- Problem to work on -
Each entry below must be repeated word for word.
── Given records
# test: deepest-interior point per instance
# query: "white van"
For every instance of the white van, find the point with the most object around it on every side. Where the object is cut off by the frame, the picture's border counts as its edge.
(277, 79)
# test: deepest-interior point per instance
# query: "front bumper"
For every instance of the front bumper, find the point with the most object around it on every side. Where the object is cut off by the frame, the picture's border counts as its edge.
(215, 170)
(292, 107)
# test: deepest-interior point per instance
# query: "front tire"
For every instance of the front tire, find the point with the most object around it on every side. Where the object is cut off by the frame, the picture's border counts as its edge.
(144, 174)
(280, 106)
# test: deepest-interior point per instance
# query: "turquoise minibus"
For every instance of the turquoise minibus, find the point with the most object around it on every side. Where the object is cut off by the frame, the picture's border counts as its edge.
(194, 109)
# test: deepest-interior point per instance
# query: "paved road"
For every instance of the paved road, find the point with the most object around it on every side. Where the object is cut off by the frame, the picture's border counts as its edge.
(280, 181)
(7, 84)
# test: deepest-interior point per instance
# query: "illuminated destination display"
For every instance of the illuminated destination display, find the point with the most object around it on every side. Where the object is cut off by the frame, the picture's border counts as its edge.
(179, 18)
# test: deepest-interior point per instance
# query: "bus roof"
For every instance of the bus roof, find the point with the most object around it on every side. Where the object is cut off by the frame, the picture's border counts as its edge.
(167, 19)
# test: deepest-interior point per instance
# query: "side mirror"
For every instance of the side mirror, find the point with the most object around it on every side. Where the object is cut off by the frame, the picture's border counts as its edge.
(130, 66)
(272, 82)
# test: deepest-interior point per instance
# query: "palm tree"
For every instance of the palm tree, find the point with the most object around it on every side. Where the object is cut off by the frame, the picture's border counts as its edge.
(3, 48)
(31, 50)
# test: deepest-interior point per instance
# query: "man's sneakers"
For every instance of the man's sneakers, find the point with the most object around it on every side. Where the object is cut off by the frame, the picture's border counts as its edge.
────
- Exercise output -
# test: deepest-interior point per instance
# query: "white van"
For every instance of the white van, find the point with the most object around it on every side. Where the object is cut off by the frame, the picture's border counts as its edge.
(277, 79)
# test: deepest-interior point per instance
# query: "front bumper"
For every instance of the front bumper, find the point with the most object around it on every side. Where the object is cut off by the frame, the picture's border counts as its edge.
(215, 170)
(292, 107)
# test: deepest-interior point per instance
# query: "front tire"
For every instance of the front tire, find the point with the most object around it on every side. Where the object is cut off by the frame, the picture's border counts as its edge.
(144, 174)
(280, 106)
# test: deepest-interior point per instance
# query: "turquoise minibus"
For every instance of the turquoise minibus, find the point with the most object around it on every side. Where the object is cut off by the frame, the picture's border counts as its edge.
(194, 109)
# test: deepest-interior point per instance
# query: "paved road"
For every instance of the paved road, find the point with the most object around it on every side. Where the object is cut off by the frame, the picture's border counts as its edge.
(280, 181)
(7, 84)
# test: deepest-interior point per instance
# query: "illuminated destination display"
For every instance of the illuminated destination display, find the point with the most object around it on every side. Where the object is cut off by the frame, the picture's border counts as its edge.
(179, 18)
# test: deepest-interior point per instance
# query: "bus roof"
For every instance of the bus roof, find the point with the most object around it on every side. Where the object is cut off by the frame, the picture's border counts as its edge.
(167, 19)
# test: deepest-interior point per instance
# query: "side mirror"
For every instance of the side mirror, find the point with the most object around it on every side. Where the object is cut off by the frame, the picture's border counts as its edge.
(130, 66)
(272, 82)
# test: deepest-interior point per instance
# query: "palm tree"
For every instance of the palm tree, find the point with the most object around it on every side. Where the object is cut off by the frame, the picture's border counts as its edge.
(3, 48)
(31, 50)
# test: deepest-interior point per instance
# query: "man's sneakers"
For every instance of the man's sneakers, find the point with the most object around it on every side. Where the object is cut off by the frame, the picture's border counts as its edge.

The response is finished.